QUOTED TEXT:
━━━━━━━━━━━━━━━━━━━━
Alejandro's family owns a ranch about an hour's drive outside of Mèrida, and many times he invited me to go with him for a couple of days and hang out. Unfortunately that's something we never did because I always had something else going on. I started thinking about that when another neighbor told me Alejandro had suddenly died of a heart attack earlier last week. One of the reasons I moved to Mexico was because I wanted to stop living in tomorrow (laboring on and on for that retirement, saving all year for that brief vacation, etc.) and start doing what I want to do now. I have gotten better at living in the now, but the fact that I had put off the ranch visit time and again until it was too late bothers me. I looked forward to that trip as much as I liked Alejandro; he was a nice guy and we probably could have been better friends. I take all this as another of those little messages that life sends us, if we only will pay attention to them, telling us maybe we need to make an in-course correction along the way. I am taking it seriously.
━━━━━━━━━━━━━━━━━━━━
DATA SHOWN:
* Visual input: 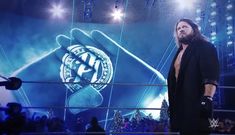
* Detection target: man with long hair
[167,19,219,135]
━━━━━━━━━━━━━━━━━━━━
SHORT PROBLEM 1: Condense the paragraph beginning "Alejandro's family owns a ranch" in the reflection on the missed ranch visit into a short bulleted list that keeps its main facts.
SHORT PROBLEM 2: Pick up the reflection on the missed ranch visit right after its last sentence and keep it going.

WRITTEN ANSWER 1:
- Alejandro's family owns a ranch about an hour's drive outside of Mèrida, and he often invited the writer to spend a couple of days there.
- The visit never happened because the writer always had something else going on.
- Another neighbor reported that Alejandro had suddenly died of a heart attack earlier last week.
- The writer moved to Mexico partly to stop living for tomorrow and to start doing what they want now.
- Although the writer has gotten better at living in the now, putting off the visit until it was too late is troubling.
- The writer liked Alejandro, a nice guy, and thinks they could have been better friends.
- The writer sees this as a message from life that a correction may be needed and is taking it seriously.

WRITTEN ANSWER 2:
Once my train of thought got rolling along these lines, I started thinking about how happy and successful this neighbor had always seemed to me. He was not a wealthy man, in fact by many Americans' standards he would have been considered poor. Alejandro and his wife raised a large family in a small three-room (not three bedroom, three room) house, where they lived for at least forty years. He didn't have a lot of stuff. His thirty-year-old cars were worth at most a few hundred dollars, and sometimes were broken down. But he always, even when under a balky car and covered with sweat and grease, seemed to enjoy living in the present and have a good time.

I read not long ago that Mexicans have among the highest levels of personal happiness in the world. I think that Alejandro is a good example of some of the reasons for this. It looks to me as if my late neighbor's success in life boiled down to a few simple points. He liked to be happy, so he usually was. He had a good attitude and didn't let small irritations or things beyond his control ruin his day. He was completely authentic: he had no "image" to maintain. He enjoyed everything he did as best he could. He seemed to be more interested in relationships -- his family, friends, and neighbors -- than in things or schedules. I think these qualities gave meaning to the life of a humble and modest man, and filled it with affection and love.

There is an example and a message here.

Adios, vecino, y gracias.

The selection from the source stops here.